DATASET EXCERPTS>

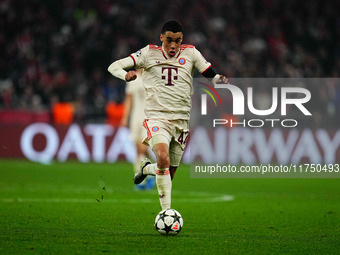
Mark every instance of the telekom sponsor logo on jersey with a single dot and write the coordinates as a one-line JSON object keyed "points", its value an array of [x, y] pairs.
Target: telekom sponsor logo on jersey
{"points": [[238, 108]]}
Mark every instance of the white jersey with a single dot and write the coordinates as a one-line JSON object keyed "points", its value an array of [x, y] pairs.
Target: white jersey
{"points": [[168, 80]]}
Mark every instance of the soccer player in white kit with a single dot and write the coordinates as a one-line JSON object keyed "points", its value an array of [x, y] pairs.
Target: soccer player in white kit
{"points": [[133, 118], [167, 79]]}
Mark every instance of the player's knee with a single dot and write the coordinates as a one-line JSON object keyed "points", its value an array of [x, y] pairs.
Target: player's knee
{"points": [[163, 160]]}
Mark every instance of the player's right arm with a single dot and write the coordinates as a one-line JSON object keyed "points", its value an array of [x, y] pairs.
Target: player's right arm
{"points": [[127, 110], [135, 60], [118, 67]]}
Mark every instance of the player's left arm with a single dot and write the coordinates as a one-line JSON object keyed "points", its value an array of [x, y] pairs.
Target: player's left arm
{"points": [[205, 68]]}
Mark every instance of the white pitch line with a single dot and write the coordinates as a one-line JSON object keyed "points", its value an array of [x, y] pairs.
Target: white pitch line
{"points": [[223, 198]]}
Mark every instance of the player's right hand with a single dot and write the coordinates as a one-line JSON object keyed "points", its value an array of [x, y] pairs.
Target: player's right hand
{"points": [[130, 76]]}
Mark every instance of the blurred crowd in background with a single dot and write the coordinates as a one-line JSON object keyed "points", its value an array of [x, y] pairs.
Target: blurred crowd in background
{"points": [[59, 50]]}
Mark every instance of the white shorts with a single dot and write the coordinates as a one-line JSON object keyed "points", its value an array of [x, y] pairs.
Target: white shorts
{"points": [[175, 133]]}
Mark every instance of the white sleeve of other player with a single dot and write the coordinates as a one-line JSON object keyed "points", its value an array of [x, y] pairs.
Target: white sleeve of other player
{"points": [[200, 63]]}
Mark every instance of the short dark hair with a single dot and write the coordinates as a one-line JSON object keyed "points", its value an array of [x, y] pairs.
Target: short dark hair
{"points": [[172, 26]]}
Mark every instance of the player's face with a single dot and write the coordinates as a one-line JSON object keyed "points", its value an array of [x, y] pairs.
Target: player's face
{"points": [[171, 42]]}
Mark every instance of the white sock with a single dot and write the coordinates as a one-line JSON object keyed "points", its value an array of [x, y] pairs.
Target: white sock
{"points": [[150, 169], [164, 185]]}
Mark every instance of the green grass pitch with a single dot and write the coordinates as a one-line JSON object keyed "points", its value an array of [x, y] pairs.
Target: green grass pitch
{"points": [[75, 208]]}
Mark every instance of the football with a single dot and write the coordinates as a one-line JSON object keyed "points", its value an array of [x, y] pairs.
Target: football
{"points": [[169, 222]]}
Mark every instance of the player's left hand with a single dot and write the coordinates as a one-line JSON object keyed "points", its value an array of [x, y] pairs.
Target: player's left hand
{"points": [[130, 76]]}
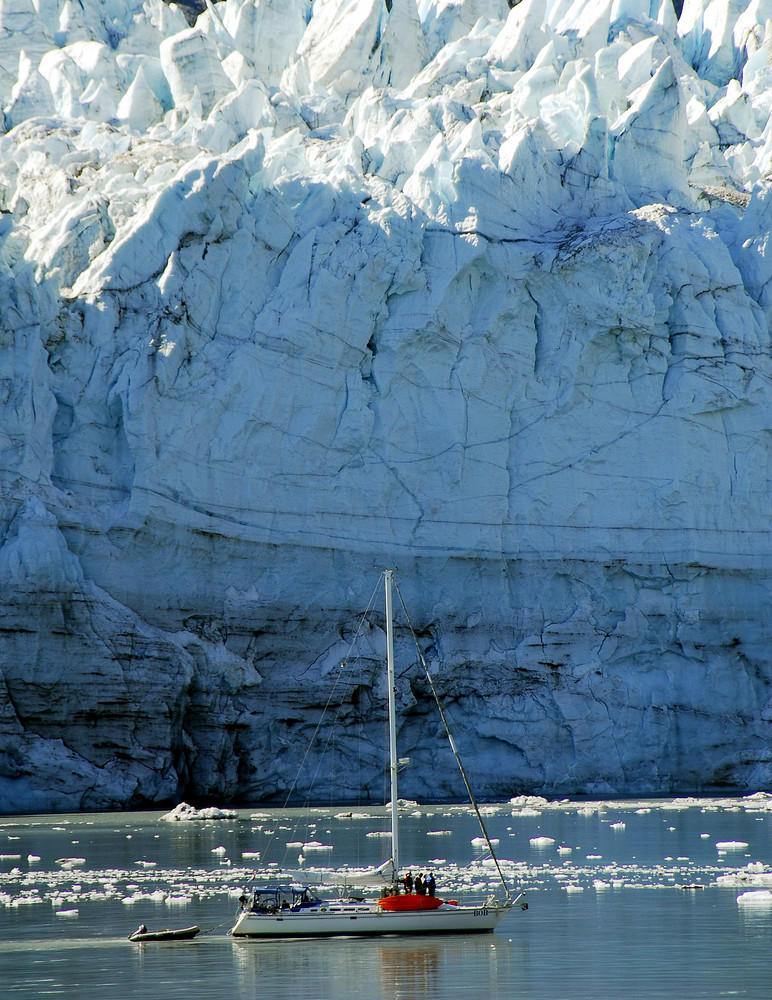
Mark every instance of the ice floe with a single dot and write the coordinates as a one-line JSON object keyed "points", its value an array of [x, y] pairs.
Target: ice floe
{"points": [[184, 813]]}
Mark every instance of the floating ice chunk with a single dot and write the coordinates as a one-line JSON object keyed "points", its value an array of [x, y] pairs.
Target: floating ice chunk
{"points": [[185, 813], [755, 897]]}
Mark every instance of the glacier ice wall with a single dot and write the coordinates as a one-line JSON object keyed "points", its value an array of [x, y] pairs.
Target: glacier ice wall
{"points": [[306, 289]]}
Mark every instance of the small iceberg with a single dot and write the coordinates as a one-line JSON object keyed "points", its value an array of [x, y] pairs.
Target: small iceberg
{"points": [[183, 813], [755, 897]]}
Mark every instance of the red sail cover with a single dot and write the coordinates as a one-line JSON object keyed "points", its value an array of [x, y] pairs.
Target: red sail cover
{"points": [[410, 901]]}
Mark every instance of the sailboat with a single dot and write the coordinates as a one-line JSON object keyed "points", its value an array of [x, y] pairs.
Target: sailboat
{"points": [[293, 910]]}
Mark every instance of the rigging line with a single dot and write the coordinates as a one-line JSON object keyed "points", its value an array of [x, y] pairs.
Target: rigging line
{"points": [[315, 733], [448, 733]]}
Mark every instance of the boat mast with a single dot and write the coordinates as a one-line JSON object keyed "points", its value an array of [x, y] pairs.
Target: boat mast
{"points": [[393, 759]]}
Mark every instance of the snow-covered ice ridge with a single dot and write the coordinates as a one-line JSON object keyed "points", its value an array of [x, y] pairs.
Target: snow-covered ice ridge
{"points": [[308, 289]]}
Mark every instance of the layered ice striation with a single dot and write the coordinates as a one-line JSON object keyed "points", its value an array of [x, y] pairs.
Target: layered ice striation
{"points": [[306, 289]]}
==
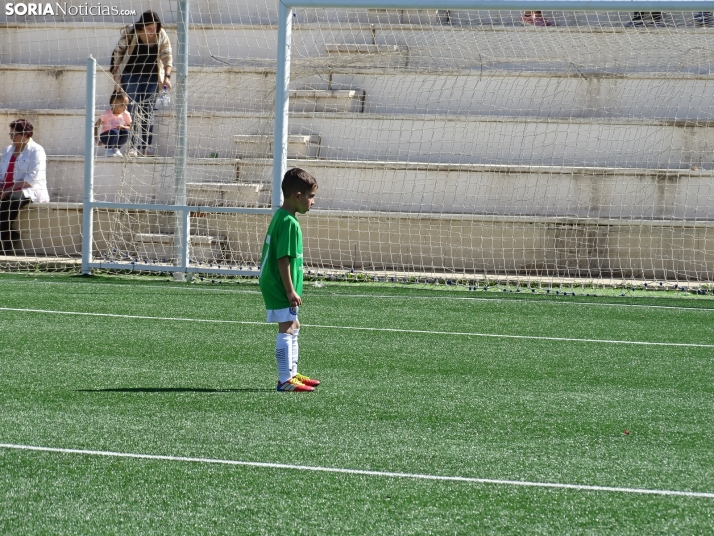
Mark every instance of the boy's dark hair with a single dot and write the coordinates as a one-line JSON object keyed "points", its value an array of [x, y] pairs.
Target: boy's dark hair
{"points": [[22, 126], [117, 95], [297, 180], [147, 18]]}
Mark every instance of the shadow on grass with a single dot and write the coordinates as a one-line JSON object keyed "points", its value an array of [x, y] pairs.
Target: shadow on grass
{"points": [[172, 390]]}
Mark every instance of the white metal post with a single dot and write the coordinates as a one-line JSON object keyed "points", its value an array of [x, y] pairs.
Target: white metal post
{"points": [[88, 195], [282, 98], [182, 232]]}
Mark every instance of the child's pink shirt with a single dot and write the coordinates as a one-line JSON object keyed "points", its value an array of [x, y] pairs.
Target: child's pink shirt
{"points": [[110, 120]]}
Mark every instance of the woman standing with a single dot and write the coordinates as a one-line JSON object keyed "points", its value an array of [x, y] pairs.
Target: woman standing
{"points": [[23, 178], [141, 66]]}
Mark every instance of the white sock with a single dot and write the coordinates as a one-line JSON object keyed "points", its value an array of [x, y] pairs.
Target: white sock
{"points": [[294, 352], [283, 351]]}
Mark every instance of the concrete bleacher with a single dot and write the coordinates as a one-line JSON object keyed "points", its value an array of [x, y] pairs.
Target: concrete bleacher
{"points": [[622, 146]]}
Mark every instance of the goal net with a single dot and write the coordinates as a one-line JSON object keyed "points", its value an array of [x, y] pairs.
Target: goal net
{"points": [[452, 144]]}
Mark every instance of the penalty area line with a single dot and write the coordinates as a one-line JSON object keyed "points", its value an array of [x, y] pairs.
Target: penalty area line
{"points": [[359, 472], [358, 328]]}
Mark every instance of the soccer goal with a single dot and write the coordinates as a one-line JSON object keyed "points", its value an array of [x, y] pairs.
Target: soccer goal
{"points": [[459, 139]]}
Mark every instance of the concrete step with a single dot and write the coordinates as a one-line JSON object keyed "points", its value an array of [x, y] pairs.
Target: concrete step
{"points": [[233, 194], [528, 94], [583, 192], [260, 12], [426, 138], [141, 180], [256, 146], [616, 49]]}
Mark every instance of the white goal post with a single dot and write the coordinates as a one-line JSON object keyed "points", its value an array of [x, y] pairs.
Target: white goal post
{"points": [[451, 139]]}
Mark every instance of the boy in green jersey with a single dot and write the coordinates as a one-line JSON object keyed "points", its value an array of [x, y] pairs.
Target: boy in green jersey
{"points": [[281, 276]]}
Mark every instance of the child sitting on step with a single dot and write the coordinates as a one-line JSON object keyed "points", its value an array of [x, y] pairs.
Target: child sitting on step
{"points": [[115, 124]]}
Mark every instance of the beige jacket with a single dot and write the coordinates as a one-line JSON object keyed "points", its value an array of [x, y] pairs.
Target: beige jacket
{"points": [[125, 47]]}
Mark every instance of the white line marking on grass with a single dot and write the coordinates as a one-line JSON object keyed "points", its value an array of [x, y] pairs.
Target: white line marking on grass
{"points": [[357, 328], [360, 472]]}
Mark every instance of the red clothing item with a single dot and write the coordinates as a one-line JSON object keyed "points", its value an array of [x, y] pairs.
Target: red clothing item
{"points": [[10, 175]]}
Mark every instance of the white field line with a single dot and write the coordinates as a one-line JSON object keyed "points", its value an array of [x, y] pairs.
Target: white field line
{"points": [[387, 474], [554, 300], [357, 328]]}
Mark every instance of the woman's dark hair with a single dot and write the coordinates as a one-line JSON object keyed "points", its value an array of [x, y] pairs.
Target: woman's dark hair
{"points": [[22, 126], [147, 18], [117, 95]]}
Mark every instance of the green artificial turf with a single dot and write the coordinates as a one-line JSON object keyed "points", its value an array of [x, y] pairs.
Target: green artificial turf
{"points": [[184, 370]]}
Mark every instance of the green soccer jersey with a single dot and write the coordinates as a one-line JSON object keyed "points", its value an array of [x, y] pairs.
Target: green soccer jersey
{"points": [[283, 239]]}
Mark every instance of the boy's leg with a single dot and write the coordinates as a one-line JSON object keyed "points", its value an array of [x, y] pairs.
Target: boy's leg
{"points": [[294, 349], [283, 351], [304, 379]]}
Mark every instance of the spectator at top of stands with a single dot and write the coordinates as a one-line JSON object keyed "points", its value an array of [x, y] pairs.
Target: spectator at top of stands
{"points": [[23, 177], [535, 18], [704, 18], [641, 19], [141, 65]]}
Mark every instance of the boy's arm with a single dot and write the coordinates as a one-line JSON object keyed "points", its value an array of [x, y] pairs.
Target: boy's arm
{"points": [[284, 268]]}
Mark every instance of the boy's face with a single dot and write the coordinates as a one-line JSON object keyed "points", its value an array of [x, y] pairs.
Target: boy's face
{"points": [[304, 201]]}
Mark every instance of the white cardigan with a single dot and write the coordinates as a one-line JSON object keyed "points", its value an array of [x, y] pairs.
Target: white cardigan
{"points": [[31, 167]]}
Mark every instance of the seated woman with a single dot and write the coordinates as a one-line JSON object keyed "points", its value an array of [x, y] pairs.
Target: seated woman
--
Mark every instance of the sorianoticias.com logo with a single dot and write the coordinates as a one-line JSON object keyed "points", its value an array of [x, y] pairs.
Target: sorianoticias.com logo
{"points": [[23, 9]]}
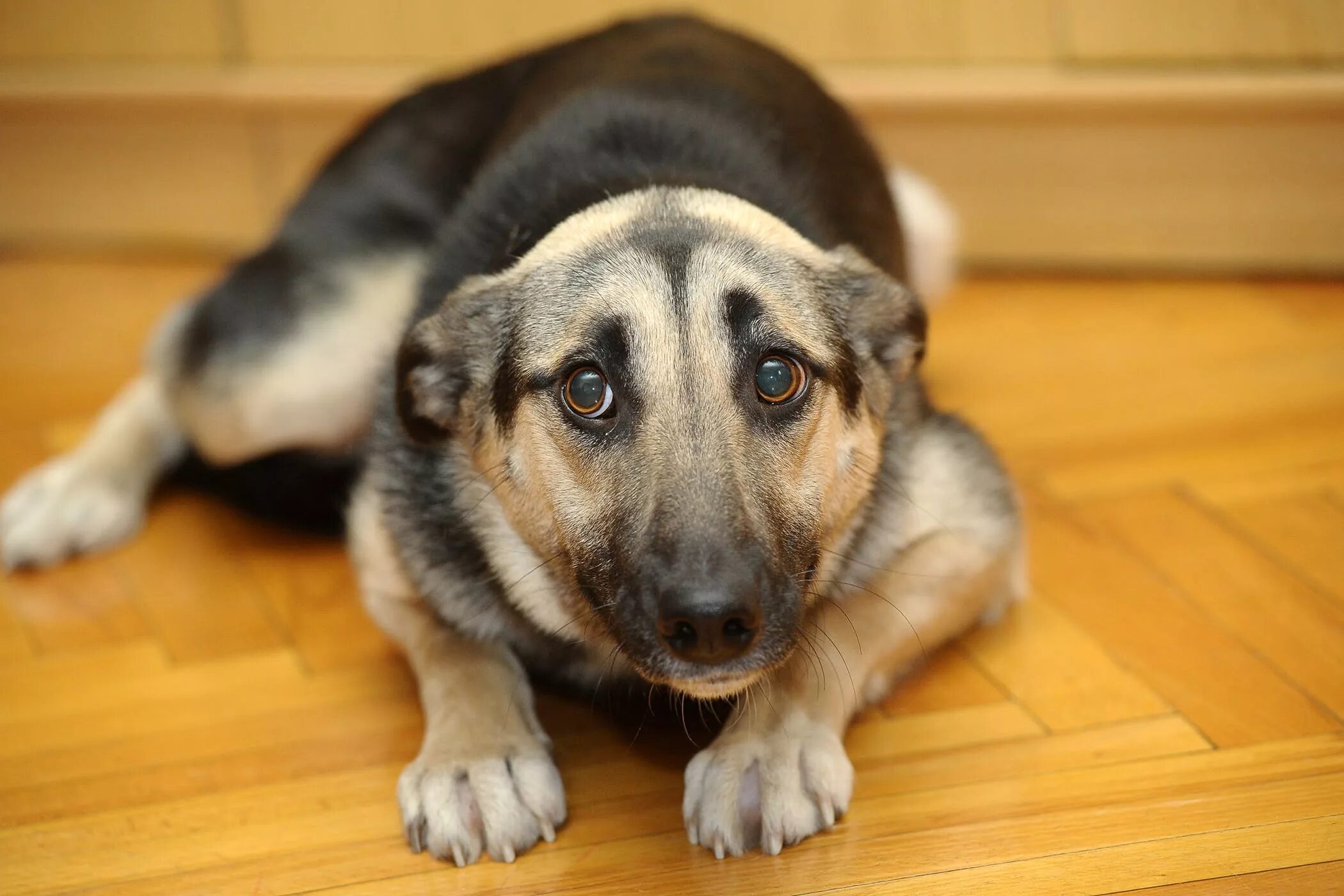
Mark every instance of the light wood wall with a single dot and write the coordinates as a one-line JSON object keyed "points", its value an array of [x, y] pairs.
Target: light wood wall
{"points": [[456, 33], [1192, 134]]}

PROBLEM DETAILS> Of the lines above, copy each one that contains the word "seated".

SOLUTION BELOW>
Mark every instance of the seated woman with a single dot and write the coordinates as a one-line JSON object keyed "points", its value an array of [x, y] pairs.
Target: seated woman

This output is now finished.